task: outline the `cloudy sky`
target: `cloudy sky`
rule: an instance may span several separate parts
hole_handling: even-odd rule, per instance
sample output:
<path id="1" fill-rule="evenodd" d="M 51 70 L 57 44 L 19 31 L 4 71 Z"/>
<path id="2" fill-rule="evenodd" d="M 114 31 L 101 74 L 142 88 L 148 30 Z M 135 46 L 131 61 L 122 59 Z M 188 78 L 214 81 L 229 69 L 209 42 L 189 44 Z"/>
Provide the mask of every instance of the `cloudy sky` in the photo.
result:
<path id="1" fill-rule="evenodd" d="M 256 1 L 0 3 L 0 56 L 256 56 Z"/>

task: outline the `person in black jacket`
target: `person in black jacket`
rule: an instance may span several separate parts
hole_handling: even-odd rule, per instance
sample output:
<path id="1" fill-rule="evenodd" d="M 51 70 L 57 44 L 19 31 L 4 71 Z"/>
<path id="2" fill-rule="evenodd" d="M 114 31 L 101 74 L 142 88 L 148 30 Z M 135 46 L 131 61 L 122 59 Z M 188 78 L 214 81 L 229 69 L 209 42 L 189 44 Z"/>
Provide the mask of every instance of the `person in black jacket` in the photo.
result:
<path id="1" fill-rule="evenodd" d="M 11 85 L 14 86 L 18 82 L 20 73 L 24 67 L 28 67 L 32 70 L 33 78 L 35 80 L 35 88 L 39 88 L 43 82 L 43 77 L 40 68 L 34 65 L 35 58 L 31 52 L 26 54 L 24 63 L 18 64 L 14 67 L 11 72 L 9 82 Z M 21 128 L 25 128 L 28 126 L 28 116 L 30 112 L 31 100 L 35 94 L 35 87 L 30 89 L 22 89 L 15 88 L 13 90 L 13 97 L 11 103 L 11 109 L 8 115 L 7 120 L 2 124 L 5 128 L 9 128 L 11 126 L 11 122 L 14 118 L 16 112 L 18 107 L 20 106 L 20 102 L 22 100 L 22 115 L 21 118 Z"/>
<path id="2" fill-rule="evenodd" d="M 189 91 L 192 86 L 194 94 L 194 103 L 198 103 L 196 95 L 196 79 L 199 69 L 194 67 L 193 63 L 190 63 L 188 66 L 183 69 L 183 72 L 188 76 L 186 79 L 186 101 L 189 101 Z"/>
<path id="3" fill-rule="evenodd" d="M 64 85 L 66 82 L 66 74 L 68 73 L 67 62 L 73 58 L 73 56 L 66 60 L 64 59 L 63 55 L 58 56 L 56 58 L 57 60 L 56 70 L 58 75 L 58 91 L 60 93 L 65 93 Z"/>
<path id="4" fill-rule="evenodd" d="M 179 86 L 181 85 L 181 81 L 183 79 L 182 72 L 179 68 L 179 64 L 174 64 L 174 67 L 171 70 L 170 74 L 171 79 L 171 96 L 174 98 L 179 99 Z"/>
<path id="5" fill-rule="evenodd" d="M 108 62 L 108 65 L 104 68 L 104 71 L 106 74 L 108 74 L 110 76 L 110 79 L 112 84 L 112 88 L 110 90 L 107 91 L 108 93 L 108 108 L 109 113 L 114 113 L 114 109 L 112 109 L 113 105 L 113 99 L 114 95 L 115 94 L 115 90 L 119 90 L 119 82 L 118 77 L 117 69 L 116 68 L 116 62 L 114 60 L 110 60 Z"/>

◆ **Exercise objective**:
Can you write out the entries word for word, starting at the very first line and ending at the line that contains "56 L 256 56", with that line included?

◆ **The reply**:
task: outline the `cloudy sky`
target: `cloudy sky`
rule: an instance may span several separate parts
hole_handling: even-odd rule, per instance
sample output:
<path id="1" fill-rule="evenodd" d="M 51 70 L 57 44 L 19 31 L 4 71 Z"/>
<path id="2" fill-rule="evenodd" d="M 114 31 L 101 74 L 142 88 L 148 30 Z M 135 46 L 131 61 L 122 59 Z M 188 78 L 214 81 L 229 69 L 209 42 L 189 44 Z"/>
Provide the mask of every instance of the `cloudy sky` in the photo.
result:
<path id="1" fill-rule="evenodd" d="M 256 1 L 0 3 L 0 56 L 256 56 Z"/>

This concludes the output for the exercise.